Count how many lines of the records below contain the string "light", with case counting, and reply with that number alone.

-- DATA PROVIDED start --

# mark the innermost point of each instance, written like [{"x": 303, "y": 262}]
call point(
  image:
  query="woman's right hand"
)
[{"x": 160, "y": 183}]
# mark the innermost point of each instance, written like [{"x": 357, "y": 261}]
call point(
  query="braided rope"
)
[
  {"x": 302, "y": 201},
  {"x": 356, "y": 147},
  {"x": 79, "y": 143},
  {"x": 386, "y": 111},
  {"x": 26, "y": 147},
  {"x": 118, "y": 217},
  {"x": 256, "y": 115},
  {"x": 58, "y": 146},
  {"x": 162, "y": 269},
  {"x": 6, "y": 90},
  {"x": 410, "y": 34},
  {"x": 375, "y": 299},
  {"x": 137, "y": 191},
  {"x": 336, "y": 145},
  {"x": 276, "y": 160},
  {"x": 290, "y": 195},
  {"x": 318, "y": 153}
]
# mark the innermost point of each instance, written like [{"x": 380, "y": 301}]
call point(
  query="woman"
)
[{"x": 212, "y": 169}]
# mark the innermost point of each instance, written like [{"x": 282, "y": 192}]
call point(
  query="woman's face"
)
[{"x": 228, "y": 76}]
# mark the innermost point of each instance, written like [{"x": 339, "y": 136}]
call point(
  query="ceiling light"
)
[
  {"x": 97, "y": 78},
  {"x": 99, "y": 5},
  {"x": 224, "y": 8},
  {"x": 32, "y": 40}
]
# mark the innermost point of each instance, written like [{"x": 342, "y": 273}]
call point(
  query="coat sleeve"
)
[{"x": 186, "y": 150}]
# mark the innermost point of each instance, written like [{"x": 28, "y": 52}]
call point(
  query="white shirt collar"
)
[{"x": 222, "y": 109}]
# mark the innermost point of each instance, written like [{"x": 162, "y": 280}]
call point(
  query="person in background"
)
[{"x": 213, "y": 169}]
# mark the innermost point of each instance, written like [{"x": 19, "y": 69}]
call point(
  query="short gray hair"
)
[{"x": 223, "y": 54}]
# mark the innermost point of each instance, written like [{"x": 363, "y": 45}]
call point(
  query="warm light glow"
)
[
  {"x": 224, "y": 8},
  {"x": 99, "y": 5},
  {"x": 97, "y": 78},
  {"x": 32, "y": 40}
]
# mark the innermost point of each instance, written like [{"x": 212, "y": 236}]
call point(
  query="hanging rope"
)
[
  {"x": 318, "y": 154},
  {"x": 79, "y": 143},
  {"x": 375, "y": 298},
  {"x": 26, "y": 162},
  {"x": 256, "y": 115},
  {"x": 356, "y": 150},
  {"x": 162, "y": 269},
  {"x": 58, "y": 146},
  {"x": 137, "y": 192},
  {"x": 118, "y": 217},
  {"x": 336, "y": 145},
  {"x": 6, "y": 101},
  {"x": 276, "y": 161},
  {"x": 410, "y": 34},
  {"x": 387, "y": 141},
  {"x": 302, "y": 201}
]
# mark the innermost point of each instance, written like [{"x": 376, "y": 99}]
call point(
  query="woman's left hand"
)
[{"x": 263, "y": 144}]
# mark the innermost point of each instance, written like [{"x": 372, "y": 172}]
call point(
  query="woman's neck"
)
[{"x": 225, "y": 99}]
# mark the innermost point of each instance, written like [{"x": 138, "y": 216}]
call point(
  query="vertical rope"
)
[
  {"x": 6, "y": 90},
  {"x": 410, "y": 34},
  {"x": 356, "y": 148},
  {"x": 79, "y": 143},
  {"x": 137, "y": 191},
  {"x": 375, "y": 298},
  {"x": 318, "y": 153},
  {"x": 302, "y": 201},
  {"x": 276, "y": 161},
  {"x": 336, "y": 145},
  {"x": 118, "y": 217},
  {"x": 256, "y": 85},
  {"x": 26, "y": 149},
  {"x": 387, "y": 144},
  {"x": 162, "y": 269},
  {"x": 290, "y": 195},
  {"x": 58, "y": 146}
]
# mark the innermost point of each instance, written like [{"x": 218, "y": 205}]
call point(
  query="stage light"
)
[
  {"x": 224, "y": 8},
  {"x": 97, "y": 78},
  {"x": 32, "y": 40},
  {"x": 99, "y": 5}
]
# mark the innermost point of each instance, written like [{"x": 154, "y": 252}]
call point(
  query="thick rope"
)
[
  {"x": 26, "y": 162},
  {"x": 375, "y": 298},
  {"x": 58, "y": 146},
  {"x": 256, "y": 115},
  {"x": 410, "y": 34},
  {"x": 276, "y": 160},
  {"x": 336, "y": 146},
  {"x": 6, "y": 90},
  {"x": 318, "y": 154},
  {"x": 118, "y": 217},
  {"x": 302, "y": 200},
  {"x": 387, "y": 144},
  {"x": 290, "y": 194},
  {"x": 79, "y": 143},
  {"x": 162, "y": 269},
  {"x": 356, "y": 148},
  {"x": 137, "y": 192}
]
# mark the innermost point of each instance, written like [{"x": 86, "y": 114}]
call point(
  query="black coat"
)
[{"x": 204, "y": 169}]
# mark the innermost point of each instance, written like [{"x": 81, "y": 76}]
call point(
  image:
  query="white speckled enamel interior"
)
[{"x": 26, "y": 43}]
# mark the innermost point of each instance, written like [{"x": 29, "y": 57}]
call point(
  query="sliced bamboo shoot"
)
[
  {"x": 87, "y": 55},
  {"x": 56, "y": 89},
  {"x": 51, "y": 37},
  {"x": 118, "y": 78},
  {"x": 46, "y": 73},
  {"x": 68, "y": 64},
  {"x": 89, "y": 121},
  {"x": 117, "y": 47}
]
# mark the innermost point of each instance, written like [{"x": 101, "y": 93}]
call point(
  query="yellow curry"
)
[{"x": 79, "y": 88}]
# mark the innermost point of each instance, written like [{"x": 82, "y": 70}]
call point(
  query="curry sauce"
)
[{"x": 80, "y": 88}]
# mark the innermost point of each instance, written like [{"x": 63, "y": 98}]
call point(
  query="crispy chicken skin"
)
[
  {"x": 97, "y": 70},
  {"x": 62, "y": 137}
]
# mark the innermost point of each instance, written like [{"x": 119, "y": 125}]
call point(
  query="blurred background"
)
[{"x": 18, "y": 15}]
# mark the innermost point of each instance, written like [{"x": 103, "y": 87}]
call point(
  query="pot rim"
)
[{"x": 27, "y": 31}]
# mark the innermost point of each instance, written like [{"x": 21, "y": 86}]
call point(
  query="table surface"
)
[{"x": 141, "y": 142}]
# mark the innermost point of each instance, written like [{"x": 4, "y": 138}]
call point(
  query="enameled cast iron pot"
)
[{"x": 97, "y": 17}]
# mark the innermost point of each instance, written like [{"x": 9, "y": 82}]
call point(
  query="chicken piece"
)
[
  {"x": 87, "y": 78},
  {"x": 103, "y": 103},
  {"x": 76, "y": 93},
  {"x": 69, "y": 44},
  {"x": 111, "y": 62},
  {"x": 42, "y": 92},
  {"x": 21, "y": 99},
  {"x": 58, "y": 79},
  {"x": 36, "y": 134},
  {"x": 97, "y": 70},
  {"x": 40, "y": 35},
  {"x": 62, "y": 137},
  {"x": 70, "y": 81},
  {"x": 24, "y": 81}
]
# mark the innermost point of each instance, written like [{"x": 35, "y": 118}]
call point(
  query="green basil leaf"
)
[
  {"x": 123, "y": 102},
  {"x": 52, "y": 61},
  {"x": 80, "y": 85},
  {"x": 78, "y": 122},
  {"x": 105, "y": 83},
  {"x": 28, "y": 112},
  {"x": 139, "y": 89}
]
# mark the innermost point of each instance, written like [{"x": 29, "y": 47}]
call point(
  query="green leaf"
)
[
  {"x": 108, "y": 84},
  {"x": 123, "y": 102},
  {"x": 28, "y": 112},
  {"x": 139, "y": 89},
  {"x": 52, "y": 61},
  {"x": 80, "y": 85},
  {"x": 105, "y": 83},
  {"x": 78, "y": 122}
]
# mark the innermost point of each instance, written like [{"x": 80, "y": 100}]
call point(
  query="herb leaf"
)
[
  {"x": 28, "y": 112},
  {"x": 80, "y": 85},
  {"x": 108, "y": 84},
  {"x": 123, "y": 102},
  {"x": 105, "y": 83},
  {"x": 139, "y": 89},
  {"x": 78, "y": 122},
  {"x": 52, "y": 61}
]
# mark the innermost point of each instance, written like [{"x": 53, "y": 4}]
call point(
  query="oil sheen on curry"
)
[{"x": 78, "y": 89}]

-- DATA PROVIDED end --

**EXERCISE ANSWER**
3